▸ **Selected text**:
==========

Mark of a strong person

It made me realize that I’m not as invincible as I thought I was. Because of course I’m not! No one is. Maybe the marker of a truly strong person is that ability to see in oneself the need to take it easy when the body calls for it. Maybe the missing factor is a mindful understanding that each movement matters.

 

Constantly assaulted

Now, being mindful in this day and age comes with its challenges. It’s a busy world here, and multi-tasking is often necessary to get the things that we need to do done. We’re also constantly assaulted by sensory images that serve to entertain and distract us without any other real end. No wonder it’s easy to forget that our bodies are more than just a vessel to transport us from one appointment to the next, or a tool through which we can download and process the latest trend.

 

To stop myself from pinballing around, maybe I had to get injured. It forced me to slow down and take a look at the things around me. I had to pay attention and realize that there were many ways I was being careless with myself. It’s a hell of a way to learn a lesson.

==========

▸ **Available data**:
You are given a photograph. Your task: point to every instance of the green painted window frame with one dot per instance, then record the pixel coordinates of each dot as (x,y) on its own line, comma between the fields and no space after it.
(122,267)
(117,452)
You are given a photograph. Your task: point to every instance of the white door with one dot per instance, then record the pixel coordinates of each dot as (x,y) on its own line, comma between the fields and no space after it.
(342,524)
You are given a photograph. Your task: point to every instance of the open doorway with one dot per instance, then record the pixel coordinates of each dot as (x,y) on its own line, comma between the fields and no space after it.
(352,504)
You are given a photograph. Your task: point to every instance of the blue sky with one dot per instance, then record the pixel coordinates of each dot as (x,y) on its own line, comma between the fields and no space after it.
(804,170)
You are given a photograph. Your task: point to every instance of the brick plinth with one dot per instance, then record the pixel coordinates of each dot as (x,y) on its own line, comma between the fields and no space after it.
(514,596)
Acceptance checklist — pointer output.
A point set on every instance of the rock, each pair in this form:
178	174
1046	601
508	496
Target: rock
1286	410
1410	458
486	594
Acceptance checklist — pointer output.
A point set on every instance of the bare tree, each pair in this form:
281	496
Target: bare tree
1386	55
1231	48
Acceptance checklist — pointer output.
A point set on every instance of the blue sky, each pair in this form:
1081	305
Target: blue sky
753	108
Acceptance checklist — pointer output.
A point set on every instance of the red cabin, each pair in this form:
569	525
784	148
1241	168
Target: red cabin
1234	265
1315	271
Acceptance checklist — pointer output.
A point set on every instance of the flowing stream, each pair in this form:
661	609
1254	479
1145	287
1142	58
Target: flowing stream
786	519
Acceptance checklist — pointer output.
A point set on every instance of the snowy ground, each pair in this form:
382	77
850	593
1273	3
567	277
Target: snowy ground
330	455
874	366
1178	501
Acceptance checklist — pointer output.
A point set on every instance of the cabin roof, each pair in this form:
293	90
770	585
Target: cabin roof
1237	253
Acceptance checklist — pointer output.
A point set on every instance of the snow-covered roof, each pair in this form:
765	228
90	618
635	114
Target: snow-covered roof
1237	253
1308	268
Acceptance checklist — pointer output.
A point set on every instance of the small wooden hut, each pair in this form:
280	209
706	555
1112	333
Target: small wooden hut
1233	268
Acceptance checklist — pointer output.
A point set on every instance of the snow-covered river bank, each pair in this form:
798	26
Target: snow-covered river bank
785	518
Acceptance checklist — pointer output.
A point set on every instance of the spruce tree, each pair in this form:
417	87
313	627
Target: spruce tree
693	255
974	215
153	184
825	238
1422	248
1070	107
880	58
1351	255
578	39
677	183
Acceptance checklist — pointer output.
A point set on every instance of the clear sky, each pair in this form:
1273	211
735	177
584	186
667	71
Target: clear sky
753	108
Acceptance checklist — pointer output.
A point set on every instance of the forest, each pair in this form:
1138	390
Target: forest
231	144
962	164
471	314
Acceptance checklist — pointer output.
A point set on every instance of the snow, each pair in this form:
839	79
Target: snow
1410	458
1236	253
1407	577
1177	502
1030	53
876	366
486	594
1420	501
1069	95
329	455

==========

▸ **Assignment A**:
Repeat the passage on mindfulness word for word, starting at "Now, being mindful" and ending at "learn a lesson.".
▸ **Assignment B**:
Pick up the passage on mindfulness after its final sentence and write what comes next.
The lines above are separate material and have no connection to the passage on mindfulness.

▸ **Answer box A**:
Now, being mindful in this day and age comes with its challenges. It’s a busy world here, and multi-tasking is often necessary to get the things that we need to do done. We’re also constantly assaulted by sensory images that serve to entertain and distract us without any other real end. No wonder it’s easy to forget that our bodies are more than just a vessel to transport us from one appointment to the next, or a tool through which we can download and process the latest trend.

 

To stop myself from pinballing around, maybe I had to get injured. It forced me to slow down and take a look at the things around me. I had to pay attention and realize that there were many ways I was being careless with myself. It’s a hell of a way to learn a lesson.

▸ **Answer box B**:
Right now I feel hungry for the range of movement I once had but took for granted. At the same time I know that the injury could be worse, and that I could hurt my body even more if I go down that same path of mindless endurance when my body eventually heals. Moving with intention is easier now that I know what moving with reckless abandon can result in (when it’s good, it’s good, and when it’s bad, it’s a knee injury).

 

So in my efforts to avoid future suffering, and to mitigate whatever suffering I have now, I take my rest, I watch what I imbibe, and I go the extra mile to become familiar with the peculiarities and particulars of my body – and also my mind. My moods and ever-shifting attitudes, they way I feel about myself at any given moment in time can perhaps inform the way I treat my body. By bearing witness to the inner workings of my mind I feel that I am better able to catch myself before I go into one of my more reactive detrimental patterns.

ripple effect

Just as I’d like to be mindful about how I treat my body and what I put into it, it’s just as important to be mindful of what I put out into the world. Moving with purpose and intention, in this particular age of over-sharing, means being mindfully aware that my words and actions can have a ripple effect that can have bearing to other people. As a consequence of a different kind of injury, the kind that happens from words and is less easy to heal, one can also learn to be a bit kinder and more considerate. Being mindful about my place in the world, however small, gives me a sense of perspective that I am moving through something that is real and significant, and certainly not to be taken for granted.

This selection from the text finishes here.